╔══

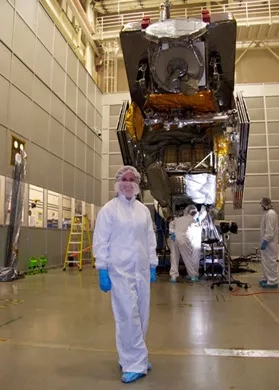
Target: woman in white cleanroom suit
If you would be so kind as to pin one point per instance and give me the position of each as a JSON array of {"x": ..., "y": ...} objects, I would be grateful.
[
  {"x": 269, "y": 245},
  {"x": 124, "y": 245},
  {"x": 186, "y": 235}
]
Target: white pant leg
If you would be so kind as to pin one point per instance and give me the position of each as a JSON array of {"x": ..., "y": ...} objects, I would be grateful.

╚══

EXERCISE =
A faithful copy of all the data above is required, printed exactly and with no pictures.

RESPONSE TO THIS TASK =
Target: woman in white cleanroom suit
If you would be so kind as to pin one point per instance and give me the position of each as a JSON array of {"x": ..., "y": ...} objects, I would be grateful.
[
  {"x": 269, "y": 245},
  {"x": 124, "y": 245},
  {"x": 186, "y": 235}
]
Target: white pant leg
If you would be so kind as to pin one point per instance and give me the position of each as a JSON array of {"x": ..., "y": ...} objects, I would be grateful.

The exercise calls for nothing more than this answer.